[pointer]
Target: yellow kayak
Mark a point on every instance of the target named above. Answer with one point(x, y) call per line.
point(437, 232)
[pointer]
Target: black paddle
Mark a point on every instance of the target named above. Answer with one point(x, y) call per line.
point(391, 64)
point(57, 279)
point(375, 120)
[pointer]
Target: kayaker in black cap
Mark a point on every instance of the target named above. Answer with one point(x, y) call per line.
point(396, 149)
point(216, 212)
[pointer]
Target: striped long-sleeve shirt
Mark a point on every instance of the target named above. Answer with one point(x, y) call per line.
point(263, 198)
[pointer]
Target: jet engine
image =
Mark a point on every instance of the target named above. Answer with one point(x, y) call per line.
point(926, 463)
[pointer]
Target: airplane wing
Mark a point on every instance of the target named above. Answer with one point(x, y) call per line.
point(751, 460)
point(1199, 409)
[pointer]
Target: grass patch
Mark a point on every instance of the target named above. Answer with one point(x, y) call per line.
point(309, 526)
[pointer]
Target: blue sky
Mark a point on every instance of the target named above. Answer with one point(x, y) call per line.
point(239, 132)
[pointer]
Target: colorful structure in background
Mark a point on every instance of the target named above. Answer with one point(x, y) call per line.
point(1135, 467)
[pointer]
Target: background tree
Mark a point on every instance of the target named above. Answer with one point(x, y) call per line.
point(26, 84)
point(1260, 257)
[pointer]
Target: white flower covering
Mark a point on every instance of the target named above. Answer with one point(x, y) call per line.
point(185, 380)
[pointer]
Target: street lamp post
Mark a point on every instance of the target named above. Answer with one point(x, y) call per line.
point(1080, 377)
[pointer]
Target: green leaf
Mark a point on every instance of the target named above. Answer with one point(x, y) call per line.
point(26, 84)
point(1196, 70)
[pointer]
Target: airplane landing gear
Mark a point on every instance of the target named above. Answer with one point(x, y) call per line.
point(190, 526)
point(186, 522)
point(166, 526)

▶ [EXERCISE AIM] Transcribe the items word for word, from the very first line through the line that contains "point(1199, 409)", including both of those lines.

▶ [FINISHED ANSWER]
[pointer]
Target: yellow kayak
Mark a point on every instance of the target named above. Answer with one point(x, y) call per line.
point(437, 232)
[pointer]
Target: black paddle
Mark a point on every instance of the target named above. Answer with one point(x, y) call per line.
point(391, 64)
point(57, 279)
point(375, 120)
[pointer]
Target: kayaker in black cap
Mark a point on every instance of the target named above. Answer with one point(x, y) call per line.
point(396, 149)
point(216, 212)
[pointer]
Target: striped long-sleeve shirt
Mark a point on every instance of the target named above. Answer with one point(x, y) call per line.
point(263, 198)
[pointer]
Target: jet engine
image =
Mark a point on every instance of the target named above. Answer with one point(x, y) call per line.
point(926, 463)
[pointer]
Target: airplane wing
Mark a point on every instance of the target named above. Answer with one point(x, y) call per line.
point(751, 460)
point(1199, 409)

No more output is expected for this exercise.